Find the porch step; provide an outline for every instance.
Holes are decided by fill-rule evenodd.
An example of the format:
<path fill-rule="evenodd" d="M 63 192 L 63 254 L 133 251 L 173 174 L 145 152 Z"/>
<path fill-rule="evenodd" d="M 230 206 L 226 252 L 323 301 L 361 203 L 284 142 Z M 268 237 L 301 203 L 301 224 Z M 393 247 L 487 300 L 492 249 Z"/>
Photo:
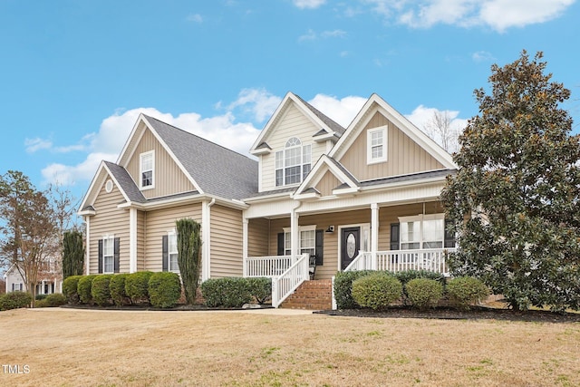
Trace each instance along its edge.
<path fill-rule="evenodd" d="M 286 309 L 328 310 L 333 308 L 333 280 L 304 282 L 282 305 Z"/>

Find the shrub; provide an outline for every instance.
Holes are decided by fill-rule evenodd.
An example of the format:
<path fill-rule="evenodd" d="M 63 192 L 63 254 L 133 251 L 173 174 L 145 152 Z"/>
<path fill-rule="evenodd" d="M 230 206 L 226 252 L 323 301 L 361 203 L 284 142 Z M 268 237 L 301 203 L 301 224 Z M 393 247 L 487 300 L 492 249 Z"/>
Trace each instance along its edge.
<path fill-rule="evenodd" d="M 109 283 L 109 291 L 111 292 L 111 299 L 117 306 L 122 306 L 130 304 L 130 298 L 125 293 L 126 274 L 116 274 L 111 278 Z"/>
<path fill-rule="evenodd" d="M 179 276 L 171 272 L 160 272 L 149 279 L 149 297 L 151 305 L 159 308 L 175 306 L 181 295 Z"/>
<path fill-rule="evenodd" d="M 0 311 L 24 308 L 30 305 L 33 296 L 27 292 L 12 292 L 0 295 Z"/>
<path fill-rule="evenodd" d="M 92 280 L 96 276 L 82 276 L 79 278 L 79 283 L 76 287 L 76 291 L 79 294 L 79 300 L 81 304 L 92 304 L 92 294 L 91 288 L 92 287 Z M 70 278 L 70 277 L 69 277 Z"/>
<path fill-rule="evenodd" d="M 201 294 L 209 307 L 242 307 L 252 301 L 252 294 L 246 278 L 212 278 L 201 284 Z"/>
<path fill-rule="evenodd" d="M 139 271 L 127 275 L 125 293 L 133 304 L 149 304 L 149 279 L 150 271 Z"/>
<path fill-rule="evenodd" d="M 112 276 L 113 275 L 111 274 L 102 274 L 95 276 L 92 280 L 91 295 L 92 296 L 92 301 L 99 306 L 107 306 L 111 304 L 109 285 Z"/>
<path fill-rule="evenodd" d="M 411 305 L 426 309 L 437 305 L 443 295 L 443 285 L 434 279 L 415 278 L 405 285 Z"/>
<path fill-rule="evenodd" d="M 266 277 L 246 278 L 250 294 L 259 305 L 272 297 L 272 279 Z"/>
<path fill-rule="evenodd" d="M 401 298 L 401 281 L 386 272 L 376 272 L 353 282 L 353 298 L 362 307 L 384 309 Z"/>
<path fill-rule="evenodd" d="M 82 276 L 67 276 L 64 281 L 63 281 L 63 294 L 66 297 L 66 300 L 69 304 L 78 304 L 79 303 L 79 279 L 81 279 Z"/>
<path fill-rule="evenodd" d="M 46 297 L 38 301 L 34 306 L 38 308 L 57 307 L 67 303 L 66 297 L 62 293 L 53 293 L 47 295 Z"/>
<path fill-rule="evenodd" d="M 353 298 L 353 282 L 371 273 L 371 270 L 338 272 L 334 277 L 334 298 L 338 309 L 354 309 L 359 305 Z M 386 272 L 385 272 L 386 273 Z"/>
<path fill-rule="evenodd" d="M 489 295 L 489 289 L 478 279 L 458 276 L 447 284 L 447 294 L 457 307 L 469 309 L 469 305 Z"/>

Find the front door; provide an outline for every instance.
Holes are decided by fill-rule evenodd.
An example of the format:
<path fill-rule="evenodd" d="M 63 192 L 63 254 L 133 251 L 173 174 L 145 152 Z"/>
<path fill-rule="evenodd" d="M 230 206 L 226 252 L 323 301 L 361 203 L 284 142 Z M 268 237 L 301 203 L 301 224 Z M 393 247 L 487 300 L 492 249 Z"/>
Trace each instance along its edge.
<path fill-rule="evenodd" d="M 361 227 L 341 230 L 341 269 L 344 270 L 356 258 L 361 249 Z"/>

:::

[Short problem]:
Format the records as a two-column CSV with the headers "prompt" and "completion", one row per record. Cover only the part that opens with the line containing "Find the shrub;" and closes with the line containing "201 294 L 209". Put the record's text in one quoted field and its answer in another, turning line breaks into spaces.

[Response to the task]:
prompt,completion
"Find the shrub; provide an outline for every instance. Holes are decided by fill-rule evenodd. An example of the format: <path fill-rule=""evenodd"" d=""M 63 192 L 63 254 L 133 251 L 173 174 L 145 152 Z""/> <path fill-rule=""evenodd"" d=""M 230 206 L 226 252 L 323 301 L 361 203 L 284 142 Z M 268 237 L 301 203 L 301 224 Z M 393 247 L 487 300 L 492 249 Z""/> Trace each instance along its edge.","<path fill-rule=""evenodd"" d=""M 109 283 L 109 291 L 111 292 L 111 299 L 117 306 L 122 306 L 130 304 L 130 298 L 125 293 L 126 274 L 116 274 L 111 278 Z""/> <path fill-rule=""evenodd"" d=""M 179 276 L 171 272 L 160 272 L 149 279 L 149 297 L 151 305 L 159 308 L 175 306 L 181 295 Z""/> <path fill-rule=""evenodd"" d=""M 0 311 L 24 308 L 30 305 L 33 296 L 27 292 L 12 292 L 0 295 Z""/> <path fill-rule=""evenodd"" d=""M 92 280 L 96 276 L 82 276 L 79 278 L 79 283 L 76 287 L 76 291 L 79 294 L 79 300 L 81 304 L 92 304 L 92 294 L 91 288 L 92 287 Z M 70 278 L 70 277 L 69 277 Z""/> <path fill-rule=""evenodd"" d=""M 201 294 L 209 307 L 242 307 L 252 301 L 252 294 L 246 278 L 212 278 L 201 284 Z""/>"